■ **WRITTEN TASK**: Recast every line of the material below as a numbered list, skipping blank lines and leaving out the pictures.

■ **THE DATA**:
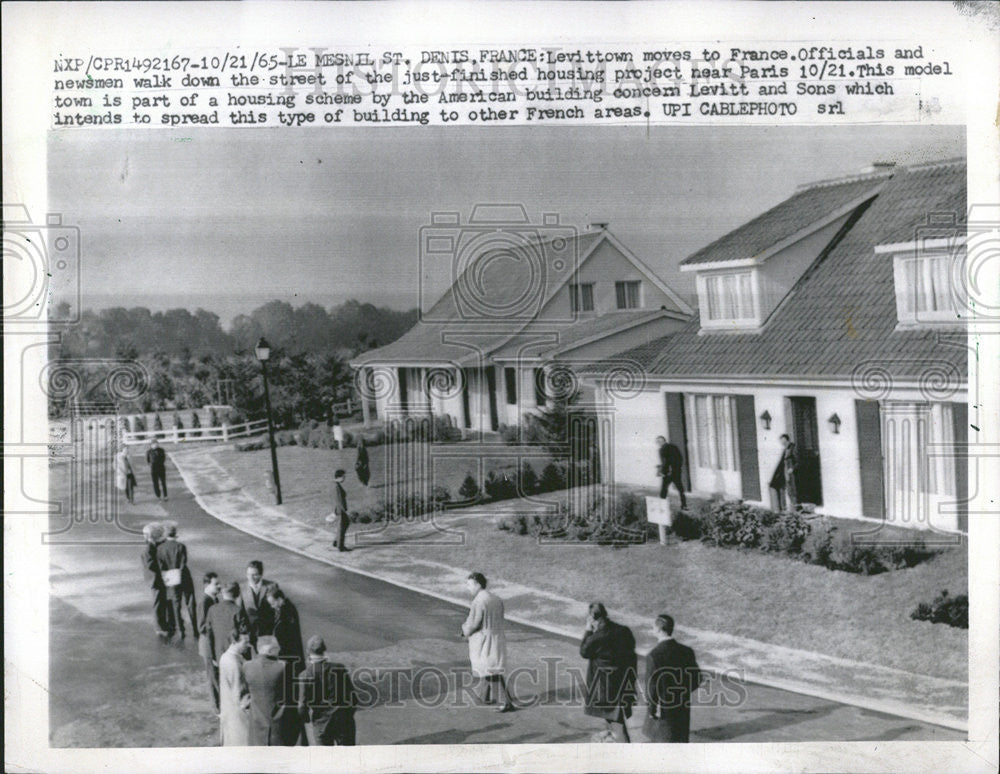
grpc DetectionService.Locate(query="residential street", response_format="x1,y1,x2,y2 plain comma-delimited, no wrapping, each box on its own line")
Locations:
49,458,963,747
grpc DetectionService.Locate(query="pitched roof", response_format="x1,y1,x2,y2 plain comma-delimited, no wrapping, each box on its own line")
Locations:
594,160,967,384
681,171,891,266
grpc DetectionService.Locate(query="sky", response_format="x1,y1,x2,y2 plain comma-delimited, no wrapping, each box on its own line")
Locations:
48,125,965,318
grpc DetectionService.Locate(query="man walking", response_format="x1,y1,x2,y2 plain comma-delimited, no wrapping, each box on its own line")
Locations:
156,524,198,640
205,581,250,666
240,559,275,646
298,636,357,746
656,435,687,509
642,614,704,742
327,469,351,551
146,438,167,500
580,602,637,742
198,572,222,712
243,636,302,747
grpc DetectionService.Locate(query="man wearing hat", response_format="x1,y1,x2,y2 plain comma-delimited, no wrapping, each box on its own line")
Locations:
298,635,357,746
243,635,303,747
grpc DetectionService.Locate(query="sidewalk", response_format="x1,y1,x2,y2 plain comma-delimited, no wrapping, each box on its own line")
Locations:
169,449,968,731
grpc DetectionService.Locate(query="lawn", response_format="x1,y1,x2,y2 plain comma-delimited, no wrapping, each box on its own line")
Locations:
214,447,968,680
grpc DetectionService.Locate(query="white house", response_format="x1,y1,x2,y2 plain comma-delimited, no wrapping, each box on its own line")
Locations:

■ **WRITTEN SOLUTION**:
1. grpc DetectionService.Locate(query="residential street", response_format="x1,y1,x2,y2 plain comma-delimited, no wrapping, each box on its own line")
2. Locations:
3. 49,458,963,747
4. grpc DetectionService.Locate(query="pitched roof", response_format="x1,y1,x2,y2 plain comma-delimited, no wrapping, each box on its own line")
5. Locations:
6. 594,160,967,384
7. 681,171,891,266
8. grpc DetectionService.Locate(query="sky", response_format="x1,y1,x2,y2 plain comma-delimited, no wrapping, each box on its own line")
9. Locations:
10. 48,125,965,318
11. grpc DetectionService.Locate(query="man walking", response_format="x1,y1,x2,y2 plain comma-delimited, no wrapping, each box on its own line")
12. Locations:
13. 156,524,198,640
14. 205,581,250,666
15. 240,559,275,646
16. 298,636,357,746
17. 656,435,687,509
18. 642,614,704,742
19. 327,469,351,551
20. 146,438,167,500
21. 580,602,637,742
22. 198,572,222,712
23. 243,636,302,747
24. grpc DetectionService.Locate(query="man wearing hat", response_format="x1,y1,x2,y2 plain comma-delimited, no wrapping, each box on its own line")
25. Locations:
26. 298,635,357,746
27. 243,635,303,747
28. grpc DetectionService.Locate(query="sidewalk", response_format="x1,y1,x2,y2 plain comma-delimited, no wrapping, each box on its own line")
29. Locations:
30. 169,449,968,731
31. grpc DetectionService.Locate(query="lawn", response_format="x1,y1,x2,y2 plain comma-delimited, no wrapping, each box on its own line")
32. Locations:
33. 214,447,968,680
34. grpc DetectionService.Locate(query="white house", response_format="x1,y1,x2,y2 plain comma-delimited, no wrapping, each box on its own line")
35. Locations:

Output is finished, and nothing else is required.